DATA ▸
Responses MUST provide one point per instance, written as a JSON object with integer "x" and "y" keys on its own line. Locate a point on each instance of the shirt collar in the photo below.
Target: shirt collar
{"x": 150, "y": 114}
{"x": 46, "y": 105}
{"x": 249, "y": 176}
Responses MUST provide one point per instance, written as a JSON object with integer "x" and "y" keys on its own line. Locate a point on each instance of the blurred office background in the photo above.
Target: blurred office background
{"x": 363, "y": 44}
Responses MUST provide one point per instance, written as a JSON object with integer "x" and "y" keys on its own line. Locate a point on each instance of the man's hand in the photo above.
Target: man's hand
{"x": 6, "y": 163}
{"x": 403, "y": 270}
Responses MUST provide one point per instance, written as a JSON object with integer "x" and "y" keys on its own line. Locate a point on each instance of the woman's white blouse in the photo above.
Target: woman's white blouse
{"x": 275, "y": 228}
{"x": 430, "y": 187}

ACTIVITY ▸
The answer is the line with "hand in the photo above." plus every line after it to the last line of the entries above, copied exactly and with no other lines.

WRITTEN SOLUTION ▸
Responses MUST provide one point per instance, written as a JSON object with integer "x" and "y" keys on its own line. Locate a point on each instance of the man's hand in the photo above.
Target: man's hand
{"x": 6, "y": 163}
{"x": 403, "y": 270}
Responses MUST provide one point per instance, written as a JSON object with integer "x" and "y" keys on its own line. Locate a point on each instance of the woman's white blouse in the photo above.
Target: woman's white blouse
{"x": 275, "y": 228}
{"x": 430, "y": 187}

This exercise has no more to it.